■ Instructions:
A: In the subset-sum text, which function should be run to test the code, and what must be provided to it?
B: Does the subset-sum text support each statement? (i) The VBA code sets the array size to 25. (ii) CoCreate Drafting's macro language has an array type. (iii) The author is highly proficient in VBA. For each, answer yes or no and quote the words of the text that decide it.

■ Text excerpt:
************

The core backtracking algorithm is in =find-solutions=. It will recursively
exhaust all subsets. When it finds a subset which adds up to =target-sum=,
it will call the =callback= function - this function can either simply
increase a solution counter, report the current solution to the user, or
store it somewhere for later retrieval.

In the test example above, the callback function is =print-solution= which
increments a solution counter and prints the current solution.

To test the code, run =subset-sum-test=, providing an array size. This function
will create an array of =numbers= of that size and initialize it with random
values; it will also pick a random =target-sum=. In a real application,
you would replace =subset-sum-test= with a function which gets the array
data from somewhere (for example, from a tools database as in the customer's
case), and lets the user pick a =target-sum=.

-- Main.ClausBrod - 01 Mar 2006

The aforementioned customer would actually have preferred a solution in CoCreate
Drafting's macro language. However, this macro language isn't really
a full-blown programming language (even though it is perfectly adequate
for almost all customization purposes). For instance, its macros cannot return
values, the language doesn't have an array type, and the macro expansion stack
(i.e. the depth of the macro call tree) has a fixed limit - which pretty much
rules out non-trivial amounts of recursion.

While I was considering my options, I also fooled around with VBA,
which resulted in the code presented below. I'm not at all
proficient in VBA, so I'm sure the implementation is lacking, but
anyway - maybe someone out there finds it useful nonetheless ;)

<pre>
Dim solutions As Long
Dim flags() As Boolean
Dim numbers() As Long

Sub findSolutions(k As Long, targetSum As Long)
  If targetSum = 0 Then
    ' we found a solution
    solutions = solutions + 1
    Exit Sub
  End If
  
  If k <= UBound(numbers) Then
    If (targetSum >= numbers(k)) Then
      flags(k) = True
      ' try first by subtracting numbers[k] from targetSum
      Call findSolutions(k + 1, targetSum - numbers(k))
      flags(k) = False
    End If
    
    ' now try without subtracting
    Call findSolutions(k + 1, targetSum)
  End If
End Sub

Sub subsetsum()
  Dim targetSum As Long
  Dim i As Long
  
  Dim arraySize As Long
  arraySize = 25
  ReDim numbers(0 To arraySize - 1)
  ReDim flags(0 To arraySize - 1)
  
  ' initialize numbers array with random entries
  Randomize
  For i = 0 To arraySize - 1
    numbers(i) = Int(1000 * Rnd + 1)
    flags(i) = False
    targetSum = targetSum + numbers(i)
  Next
  targetSum = Int(targetSum / 2)
  
  solutions = 0
  Call findSolutions(0, targetSum)
  MsgBox "Found " + Str(solutions) + " solutions."

************

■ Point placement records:
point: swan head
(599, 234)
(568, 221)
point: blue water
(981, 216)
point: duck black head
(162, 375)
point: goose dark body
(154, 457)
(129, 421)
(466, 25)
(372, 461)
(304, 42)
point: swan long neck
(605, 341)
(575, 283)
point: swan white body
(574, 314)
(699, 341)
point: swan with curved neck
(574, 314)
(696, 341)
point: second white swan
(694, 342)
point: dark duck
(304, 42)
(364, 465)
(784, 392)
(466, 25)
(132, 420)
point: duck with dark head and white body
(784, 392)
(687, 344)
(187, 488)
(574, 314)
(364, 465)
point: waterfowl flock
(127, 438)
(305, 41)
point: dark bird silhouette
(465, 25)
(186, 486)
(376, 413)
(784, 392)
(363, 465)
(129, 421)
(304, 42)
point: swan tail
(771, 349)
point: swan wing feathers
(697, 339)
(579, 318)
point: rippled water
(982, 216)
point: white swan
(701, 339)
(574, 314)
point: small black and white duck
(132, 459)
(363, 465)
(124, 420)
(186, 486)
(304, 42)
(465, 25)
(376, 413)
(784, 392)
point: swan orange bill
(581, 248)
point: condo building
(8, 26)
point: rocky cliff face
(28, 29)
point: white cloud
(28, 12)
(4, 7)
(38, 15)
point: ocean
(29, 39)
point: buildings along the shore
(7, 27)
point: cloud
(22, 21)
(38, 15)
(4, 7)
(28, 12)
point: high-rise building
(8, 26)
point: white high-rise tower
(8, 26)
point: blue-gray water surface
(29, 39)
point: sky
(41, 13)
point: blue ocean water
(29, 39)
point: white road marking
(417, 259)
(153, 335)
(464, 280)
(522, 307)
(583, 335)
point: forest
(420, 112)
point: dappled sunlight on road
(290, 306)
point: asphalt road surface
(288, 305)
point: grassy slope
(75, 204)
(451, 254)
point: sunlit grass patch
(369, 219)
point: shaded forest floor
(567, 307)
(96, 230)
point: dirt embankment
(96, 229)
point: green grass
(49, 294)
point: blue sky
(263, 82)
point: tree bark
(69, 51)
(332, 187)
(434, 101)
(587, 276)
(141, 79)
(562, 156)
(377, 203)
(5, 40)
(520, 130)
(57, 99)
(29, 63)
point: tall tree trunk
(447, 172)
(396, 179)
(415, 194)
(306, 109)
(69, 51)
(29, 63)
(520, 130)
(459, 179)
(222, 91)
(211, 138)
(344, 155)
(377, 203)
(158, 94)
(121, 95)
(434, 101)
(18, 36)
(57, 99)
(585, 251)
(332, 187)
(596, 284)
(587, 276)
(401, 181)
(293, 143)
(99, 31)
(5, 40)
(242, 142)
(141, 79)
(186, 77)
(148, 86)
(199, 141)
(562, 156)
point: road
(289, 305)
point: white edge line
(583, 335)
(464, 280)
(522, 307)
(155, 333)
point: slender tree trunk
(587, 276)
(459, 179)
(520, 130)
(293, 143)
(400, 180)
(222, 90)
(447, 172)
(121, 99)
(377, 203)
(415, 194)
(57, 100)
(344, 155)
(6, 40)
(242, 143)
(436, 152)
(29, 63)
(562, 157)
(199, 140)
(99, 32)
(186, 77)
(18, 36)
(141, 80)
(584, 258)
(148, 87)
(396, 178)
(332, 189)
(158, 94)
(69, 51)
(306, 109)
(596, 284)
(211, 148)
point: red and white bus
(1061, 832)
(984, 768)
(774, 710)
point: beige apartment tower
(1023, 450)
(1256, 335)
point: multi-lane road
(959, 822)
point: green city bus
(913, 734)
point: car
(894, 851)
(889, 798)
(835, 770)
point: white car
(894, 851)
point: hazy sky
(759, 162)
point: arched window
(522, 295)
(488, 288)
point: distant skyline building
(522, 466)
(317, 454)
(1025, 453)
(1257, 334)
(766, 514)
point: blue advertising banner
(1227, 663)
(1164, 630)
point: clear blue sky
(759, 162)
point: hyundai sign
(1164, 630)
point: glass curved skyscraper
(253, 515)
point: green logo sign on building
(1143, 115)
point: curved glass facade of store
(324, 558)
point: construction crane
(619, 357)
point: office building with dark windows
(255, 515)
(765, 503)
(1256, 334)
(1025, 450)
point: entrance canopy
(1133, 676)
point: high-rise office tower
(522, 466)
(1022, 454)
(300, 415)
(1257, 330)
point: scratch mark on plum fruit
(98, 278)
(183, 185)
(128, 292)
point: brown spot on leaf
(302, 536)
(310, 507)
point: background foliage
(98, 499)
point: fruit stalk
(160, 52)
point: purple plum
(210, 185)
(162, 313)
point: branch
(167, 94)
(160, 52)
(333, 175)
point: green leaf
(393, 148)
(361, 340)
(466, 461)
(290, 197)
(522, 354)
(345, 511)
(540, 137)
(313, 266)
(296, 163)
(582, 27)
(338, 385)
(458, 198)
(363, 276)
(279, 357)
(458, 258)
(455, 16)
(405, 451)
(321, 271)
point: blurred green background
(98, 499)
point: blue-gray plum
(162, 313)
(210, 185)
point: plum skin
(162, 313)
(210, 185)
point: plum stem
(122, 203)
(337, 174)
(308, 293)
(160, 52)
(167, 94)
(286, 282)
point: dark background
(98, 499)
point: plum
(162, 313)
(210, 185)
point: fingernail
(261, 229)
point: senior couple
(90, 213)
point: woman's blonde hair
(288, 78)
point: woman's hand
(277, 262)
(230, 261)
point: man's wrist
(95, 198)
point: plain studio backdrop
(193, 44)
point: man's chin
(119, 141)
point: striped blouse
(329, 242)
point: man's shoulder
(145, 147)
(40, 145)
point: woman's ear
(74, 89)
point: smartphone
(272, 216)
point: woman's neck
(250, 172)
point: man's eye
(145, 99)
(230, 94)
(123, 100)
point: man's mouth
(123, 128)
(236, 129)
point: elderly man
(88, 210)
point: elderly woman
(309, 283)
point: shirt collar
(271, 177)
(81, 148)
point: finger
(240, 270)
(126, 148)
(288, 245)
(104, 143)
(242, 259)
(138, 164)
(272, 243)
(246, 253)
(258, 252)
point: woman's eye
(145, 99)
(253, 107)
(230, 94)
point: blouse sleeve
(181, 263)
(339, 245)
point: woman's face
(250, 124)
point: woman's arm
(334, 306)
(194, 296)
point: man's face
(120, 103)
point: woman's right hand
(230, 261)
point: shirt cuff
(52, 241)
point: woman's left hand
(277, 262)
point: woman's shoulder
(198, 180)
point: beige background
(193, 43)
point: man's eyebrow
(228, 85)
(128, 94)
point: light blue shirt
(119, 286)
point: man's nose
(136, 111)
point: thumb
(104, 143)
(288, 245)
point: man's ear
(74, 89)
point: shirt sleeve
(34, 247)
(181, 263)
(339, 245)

************

■ Expected answers:
A: Run subset-sum-test, providing an array size.

B:
(i) Yes: "arraySize = 25"
(ii) No: "the language doesn't have an array type"
(iii) No: "I'm not at all proficient in VBA"